─── Data provided ───

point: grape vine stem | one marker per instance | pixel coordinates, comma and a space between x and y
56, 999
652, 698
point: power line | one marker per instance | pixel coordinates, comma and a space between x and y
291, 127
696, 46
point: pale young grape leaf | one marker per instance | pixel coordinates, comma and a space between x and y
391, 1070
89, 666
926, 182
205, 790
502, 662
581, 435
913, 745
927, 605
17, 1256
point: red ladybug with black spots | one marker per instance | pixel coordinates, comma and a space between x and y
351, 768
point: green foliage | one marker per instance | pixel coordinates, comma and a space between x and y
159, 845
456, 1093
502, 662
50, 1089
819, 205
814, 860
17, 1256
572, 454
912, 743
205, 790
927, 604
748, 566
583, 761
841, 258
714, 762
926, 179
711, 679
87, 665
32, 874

───
─── Data provided ───

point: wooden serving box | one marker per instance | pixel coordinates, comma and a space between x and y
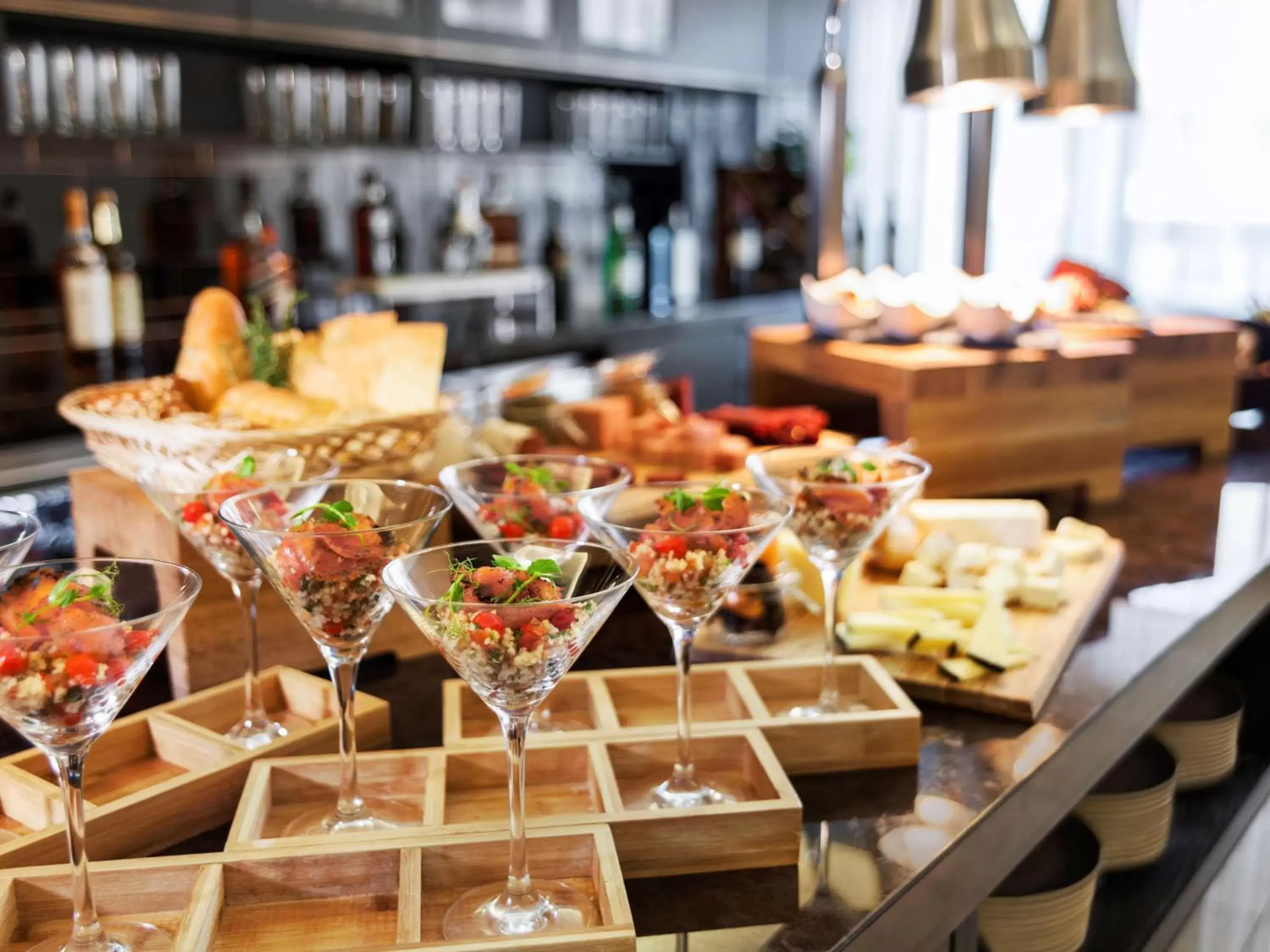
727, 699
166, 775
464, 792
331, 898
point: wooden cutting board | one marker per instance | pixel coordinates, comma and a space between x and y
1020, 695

───

• **Given exercise**:
How many lines of the data contain the string "grape"? Reply with the number only.

• **Written solution**:
2